▶ PROBLEM
Rewrite the part of the listing that begins at the line containing "Wanted = one point per instance on the column" and stops after the line containing "x=102, y=290", keeping every line in place, requests and format samples included. Move each answer point by adding 21 to both its x and y coordinates, and leave all other numbers unchanged.

— Begin —

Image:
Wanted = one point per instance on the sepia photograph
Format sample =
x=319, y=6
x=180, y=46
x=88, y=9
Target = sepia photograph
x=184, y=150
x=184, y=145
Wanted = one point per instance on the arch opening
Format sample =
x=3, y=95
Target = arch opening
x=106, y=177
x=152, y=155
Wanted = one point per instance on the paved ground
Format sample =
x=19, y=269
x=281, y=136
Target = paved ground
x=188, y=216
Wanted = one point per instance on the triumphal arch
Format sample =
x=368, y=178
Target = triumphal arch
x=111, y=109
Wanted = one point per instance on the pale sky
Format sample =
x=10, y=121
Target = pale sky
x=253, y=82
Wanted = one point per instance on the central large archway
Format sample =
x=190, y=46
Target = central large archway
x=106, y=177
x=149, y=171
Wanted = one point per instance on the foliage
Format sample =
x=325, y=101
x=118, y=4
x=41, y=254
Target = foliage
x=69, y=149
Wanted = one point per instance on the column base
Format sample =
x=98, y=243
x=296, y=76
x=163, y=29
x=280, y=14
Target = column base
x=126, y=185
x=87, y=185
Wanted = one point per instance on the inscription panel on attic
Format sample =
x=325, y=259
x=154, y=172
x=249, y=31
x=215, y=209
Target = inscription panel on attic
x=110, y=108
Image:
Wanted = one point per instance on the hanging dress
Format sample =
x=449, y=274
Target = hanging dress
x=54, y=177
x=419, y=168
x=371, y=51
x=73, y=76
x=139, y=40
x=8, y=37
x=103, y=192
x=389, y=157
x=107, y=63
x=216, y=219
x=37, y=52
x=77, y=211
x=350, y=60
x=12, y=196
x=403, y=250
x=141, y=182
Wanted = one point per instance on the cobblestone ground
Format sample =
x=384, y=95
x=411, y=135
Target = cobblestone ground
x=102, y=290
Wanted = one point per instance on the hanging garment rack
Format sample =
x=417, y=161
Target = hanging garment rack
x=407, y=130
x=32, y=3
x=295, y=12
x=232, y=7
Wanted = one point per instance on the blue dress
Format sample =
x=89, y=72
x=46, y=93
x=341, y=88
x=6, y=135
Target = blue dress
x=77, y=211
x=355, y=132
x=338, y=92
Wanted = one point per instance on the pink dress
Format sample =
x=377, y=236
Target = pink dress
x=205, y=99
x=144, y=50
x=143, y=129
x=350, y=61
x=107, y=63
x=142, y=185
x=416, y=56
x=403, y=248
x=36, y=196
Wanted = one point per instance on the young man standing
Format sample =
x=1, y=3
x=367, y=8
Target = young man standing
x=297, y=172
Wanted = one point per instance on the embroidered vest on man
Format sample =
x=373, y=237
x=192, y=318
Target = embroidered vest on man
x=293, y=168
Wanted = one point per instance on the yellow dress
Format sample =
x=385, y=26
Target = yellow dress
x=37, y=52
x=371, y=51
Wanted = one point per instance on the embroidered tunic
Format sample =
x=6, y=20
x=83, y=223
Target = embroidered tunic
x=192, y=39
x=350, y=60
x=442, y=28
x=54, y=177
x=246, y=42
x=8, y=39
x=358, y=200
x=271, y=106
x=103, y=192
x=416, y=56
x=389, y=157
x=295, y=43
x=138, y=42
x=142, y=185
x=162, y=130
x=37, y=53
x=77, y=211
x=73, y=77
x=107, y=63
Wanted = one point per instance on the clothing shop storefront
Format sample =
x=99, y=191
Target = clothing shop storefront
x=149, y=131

— End —

▶ SOLUTION
Wanted = one point per instance on the column base
Format sample =
x=98, y=243
x=296, y=76
x=163, y=29
x=280, y=14
Target = column base
x=147, y=206
x=108, y=206
Wanted = one point per instance on the inscription panel on attic
Format sample =
x=325, y=259
x=154, y=172
x=249, y=31
x=215, y=209
Target = inscription panel on attic
x=131, y=129
Image:
Wanted = one point per instance on the hanging dress
Format sample =
x=449, y=274
Target = hanging dress
x=75, y=198
x=440, y=189
x=392, y=72
x=94, y=97
x=160, y=61
x=29, y=58
x=124, y=213
x=410, y=178
x=128, y=84
x=237, y=240
x=58, y=73
x=98, y=232
x=371, y=81
x=33, y=217
x=424, y=271
x=162, y=203
Wanted = one point per instance on the cobblestone ground
Format sample =
x=384, y=95
x=411, y=135
Target = cobblestone ground
x=123, y=311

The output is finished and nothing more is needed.